DOCUMENT PASSAGE section start
We expect that improved productivity in each segment of our business will be the key element of our overall growth strategy. Our focus is to improve productivity in our current retail store base, to invest in web-based marketing programs to drive additional traffic to our websites and improve the productivity of catalogs distributed. As productivity improves and market conditions allow, we plan to continue to expand the dELiA*s retail store base over the long term. In addition, as store performance and market conditions allow, we may plan on accelerating our growth in gross square footage. Should we accelerate our growth, we may need additional equity or debt financing.
DOCUMENT PASSAGE section end
▶ **TASKS TO CARRY OUT**:
**a)** In the business growth passage, what does the company say its investment in web-based marketing programs is meant to do?
**b)** Find every line in the stored items that contains the string "positive", paying attention to case, and copy each of those lines.
SOURCE MATERIAL section start
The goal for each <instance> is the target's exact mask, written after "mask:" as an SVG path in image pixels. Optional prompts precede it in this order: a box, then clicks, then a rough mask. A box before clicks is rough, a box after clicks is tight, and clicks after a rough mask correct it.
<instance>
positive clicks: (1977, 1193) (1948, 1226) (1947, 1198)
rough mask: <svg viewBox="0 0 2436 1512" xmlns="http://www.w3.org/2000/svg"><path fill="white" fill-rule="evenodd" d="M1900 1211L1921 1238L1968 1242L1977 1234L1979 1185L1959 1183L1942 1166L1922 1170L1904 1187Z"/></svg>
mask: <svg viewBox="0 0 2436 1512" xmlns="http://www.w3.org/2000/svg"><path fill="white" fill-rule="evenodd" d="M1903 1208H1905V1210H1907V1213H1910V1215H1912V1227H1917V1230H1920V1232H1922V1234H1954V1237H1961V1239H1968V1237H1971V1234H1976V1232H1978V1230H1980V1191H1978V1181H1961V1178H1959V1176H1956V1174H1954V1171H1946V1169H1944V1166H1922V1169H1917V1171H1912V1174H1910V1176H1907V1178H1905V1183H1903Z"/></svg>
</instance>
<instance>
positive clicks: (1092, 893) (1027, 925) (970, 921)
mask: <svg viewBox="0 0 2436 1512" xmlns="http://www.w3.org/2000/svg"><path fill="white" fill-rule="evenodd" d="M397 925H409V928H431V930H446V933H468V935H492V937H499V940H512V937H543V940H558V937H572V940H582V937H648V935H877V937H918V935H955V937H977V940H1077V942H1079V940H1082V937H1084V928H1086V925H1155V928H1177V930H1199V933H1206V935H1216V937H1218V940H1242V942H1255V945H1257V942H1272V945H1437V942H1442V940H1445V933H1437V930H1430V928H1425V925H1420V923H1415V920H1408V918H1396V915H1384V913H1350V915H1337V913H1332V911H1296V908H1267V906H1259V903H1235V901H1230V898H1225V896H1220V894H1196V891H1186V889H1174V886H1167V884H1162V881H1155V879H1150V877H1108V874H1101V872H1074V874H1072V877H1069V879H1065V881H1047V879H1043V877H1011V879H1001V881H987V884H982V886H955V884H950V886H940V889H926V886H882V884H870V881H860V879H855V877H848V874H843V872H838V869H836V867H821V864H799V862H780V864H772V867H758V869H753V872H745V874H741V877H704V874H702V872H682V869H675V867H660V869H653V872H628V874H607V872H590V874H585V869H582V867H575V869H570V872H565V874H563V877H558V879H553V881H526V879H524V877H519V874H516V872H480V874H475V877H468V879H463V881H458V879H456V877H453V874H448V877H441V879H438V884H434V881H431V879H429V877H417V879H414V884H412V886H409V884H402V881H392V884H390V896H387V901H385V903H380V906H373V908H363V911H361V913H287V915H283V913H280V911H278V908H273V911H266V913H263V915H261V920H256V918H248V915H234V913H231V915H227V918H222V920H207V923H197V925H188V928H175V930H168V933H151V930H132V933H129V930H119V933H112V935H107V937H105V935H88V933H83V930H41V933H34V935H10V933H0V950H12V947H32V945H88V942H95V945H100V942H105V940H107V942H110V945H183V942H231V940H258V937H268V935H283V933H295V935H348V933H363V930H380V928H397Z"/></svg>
SOURCE MATERIAL section end
▶ **OUTPUTS FOR THE TASKS**:
**a)** The company says it is investing in web-based marketing programs to drive additional traffic to its websites. This is part of its focus on improving productivity, which it expects to be the key element of its overall growth strategy.

**b)**
positive clicks: (1977, 1193) (1948, 1226) (1947, 1198)
positive clicks: (1092, 893) (1027, 925) (970, 921)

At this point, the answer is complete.